## RECORDS FOR THE TASK:

======

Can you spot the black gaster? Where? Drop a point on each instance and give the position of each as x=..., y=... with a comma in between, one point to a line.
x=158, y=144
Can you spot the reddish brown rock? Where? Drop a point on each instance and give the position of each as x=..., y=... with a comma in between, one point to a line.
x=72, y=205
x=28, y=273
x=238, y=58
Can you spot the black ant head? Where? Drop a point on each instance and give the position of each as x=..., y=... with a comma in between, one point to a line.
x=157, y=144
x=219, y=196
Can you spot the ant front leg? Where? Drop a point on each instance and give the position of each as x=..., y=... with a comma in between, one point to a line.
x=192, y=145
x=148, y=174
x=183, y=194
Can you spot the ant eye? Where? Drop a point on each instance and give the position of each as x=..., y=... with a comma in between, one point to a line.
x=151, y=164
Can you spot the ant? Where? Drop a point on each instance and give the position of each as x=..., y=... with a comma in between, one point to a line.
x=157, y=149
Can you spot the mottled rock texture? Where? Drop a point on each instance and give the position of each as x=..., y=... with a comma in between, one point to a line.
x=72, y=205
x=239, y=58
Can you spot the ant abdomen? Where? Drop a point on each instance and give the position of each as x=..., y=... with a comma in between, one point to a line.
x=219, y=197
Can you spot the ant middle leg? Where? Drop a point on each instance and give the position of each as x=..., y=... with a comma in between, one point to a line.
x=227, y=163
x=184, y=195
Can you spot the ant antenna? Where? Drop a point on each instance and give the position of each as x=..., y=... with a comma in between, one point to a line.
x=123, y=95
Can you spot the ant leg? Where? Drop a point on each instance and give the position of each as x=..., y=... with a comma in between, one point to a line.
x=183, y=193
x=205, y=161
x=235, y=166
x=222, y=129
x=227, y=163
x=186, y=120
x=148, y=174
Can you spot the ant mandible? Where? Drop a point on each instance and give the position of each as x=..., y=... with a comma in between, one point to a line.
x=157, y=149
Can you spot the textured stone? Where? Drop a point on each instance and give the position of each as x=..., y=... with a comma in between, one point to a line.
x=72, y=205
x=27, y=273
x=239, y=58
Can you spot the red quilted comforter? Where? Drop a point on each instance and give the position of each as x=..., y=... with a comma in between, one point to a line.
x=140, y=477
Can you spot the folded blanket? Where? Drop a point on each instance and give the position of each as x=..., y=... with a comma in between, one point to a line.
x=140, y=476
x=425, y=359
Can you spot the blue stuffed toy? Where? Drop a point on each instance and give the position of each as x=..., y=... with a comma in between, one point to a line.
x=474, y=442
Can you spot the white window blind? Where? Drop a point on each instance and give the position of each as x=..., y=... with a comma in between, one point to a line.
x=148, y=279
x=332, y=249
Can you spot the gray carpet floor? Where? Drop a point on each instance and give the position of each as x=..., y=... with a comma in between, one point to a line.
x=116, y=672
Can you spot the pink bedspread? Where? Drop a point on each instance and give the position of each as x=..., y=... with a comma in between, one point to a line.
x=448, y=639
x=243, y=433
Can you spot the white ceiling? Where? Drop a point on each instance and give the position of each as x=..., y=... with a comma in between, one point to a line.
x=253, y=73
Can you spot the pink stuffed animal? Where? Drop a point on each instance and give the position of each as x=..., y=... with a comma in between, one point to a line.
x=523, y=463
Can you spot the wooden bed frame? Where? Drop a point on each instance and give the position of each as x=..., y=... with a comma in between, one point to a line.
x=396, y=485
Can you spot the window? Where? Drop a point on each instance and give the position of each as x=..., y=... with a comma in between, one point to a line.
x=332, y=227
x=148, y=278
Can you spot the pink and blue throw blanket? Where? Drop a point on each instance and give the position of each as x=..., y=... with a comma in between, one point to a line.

======

## WHAT TO DO:
Please reproduce all of the records above word for word, one line at a time.

## COMPLETE OUTPUT:
Can you spot the black gaster? Where? Drop a point on each instance and give the position of each as x=..., y=... with a comma in between, one point to a line.
x=158, y=144
Can you spot the reddish brown rock? Where? Drop a point on each instance and give the position of each as x=..., y=... with a comma in between, one point to a line.
x=72, y=205
x=28, y=273
x=238, y=58
Can you spot the black ant head? Where? Drop a point on each instance and give the position of each as x=..., y=... with a comma in between, one point to a line.
x=157, y=144
x=219, y=196
Can you spot the ant front leg? Where? Drop a point on each instance and give the position of each as x=..., y=... with a comma in between, one point to a line.
x=192, y=145
x=148, y=174
x=183, y=194
Can you spot the ant eye? Where? Drop a point on each instance and give the position of each as x=..., y=... with a comma in between, one point to a line.
x=151, y=164
Can you spot the ant? Where? Drop a point on each instance and give the position of each as x=..., y=... with a comma in between, one point to a line.
x=157, y=149
Can you spot the mottled rock texture? Where? Drop a point on each instance and give the position of each as x=..., y=... with a comma in between, one point to a line.
x=72, y=205
x=239, y=58
Can you spot the ant abdomen? Where? Drop a point on each instance and give the position of each as x=..., y=... with a comma in between, one point to a line.
x=219, y=197
Can you spot the ant middle leg? Where? Drop a point on each instance and give the position of each as x=..., y=... with a comma in between, one point to a line.
x=227, y=163
x=184, y=195
Can you spot the ant antenna? Where? Drop a point on each instance and give the position of each as x=..., y=... with a comma in between, one point to a line.
x=123, y=95
Can you spot the ant leg? Where? Drop a point on each instance and give the position of each as x=..., y=... with a comma in between, one point to a line.
x=183, y=193
x=205, y=161
x=235, y=166
x=222, y=129
x=227, y=163
x=186, y=120
x=148, y=174
Can you spot the ant mandible? Where? Drop a point on each instance and give the position of each as x=..., y=... with a comma in between, one point to a line.
x=157, y=149
Can you spot the textured stone? Where? Drop a point on each instance and give the position of each as x=..., y=... with a comma in between, one point to a line.
x=72, y=205
x=27, y=273
x=239, y=58
Can you spot the red quilted comforter? Where? Drop a point on each instance and give the position of each as x=..., y=... with a comma in between, one point to a line.
x=140, y=477
Can you spot the folded blanket? Where? Drop a point on each instance and give the position of each as x=..., y=... with a comma in between, one point to a line.
x=140, y=476
x=425, y=359
Can you spot the blue stuffed toy? Where? Drop a point on each instance and give the position of each as x=..., y=... with a comma in between, one point to a line.
x=474, y=442
Can you spot the white window blind? Where? Drop a point on each instance and give the position of each as x=..., y=... with a comma in between, one point to a line.
x=148, y=279
x=332, y=249
Can you spot the gray carpet floor? Where? Drop a point on each instance and give the position of each as x=..., y=... with a comma in between, one point to a line.
x=116, y=672
Can you spot the pink bedspread? Where? Drop a point on each instance and give the position of each as x=..., y=... with a comma in between, one point to a line.
x=448, y=639
x=243, y=433
Can you spot the white ceiling? Where? Drop a point on each instance and give the position of each as x=..., y=... with a comma in between, one point to a line.
x=253, y=73
Can you spot the pink stuffed animal? Where? Drop a point on each instance and give the position of each as x=..., y=... with a comma in between, one point to a line.
x=523, y=463
Can you spot the wooden bed frame? Where? Drop a point on each instance and give the position of each as x=..., y=... with a comma in between, one point to a line.
x=396, y=485
Can you spot the window? Where? Drop a point on each instance and give the position of each as x=..., y=... with a comma in between, one point to a line.
x=332, y=227
x=148, y=278
Can you spot the pink and blue throw blanket? Where? Drop a point on each instance and give the position of each as x=..., y=... with a comma in between, one point to a line.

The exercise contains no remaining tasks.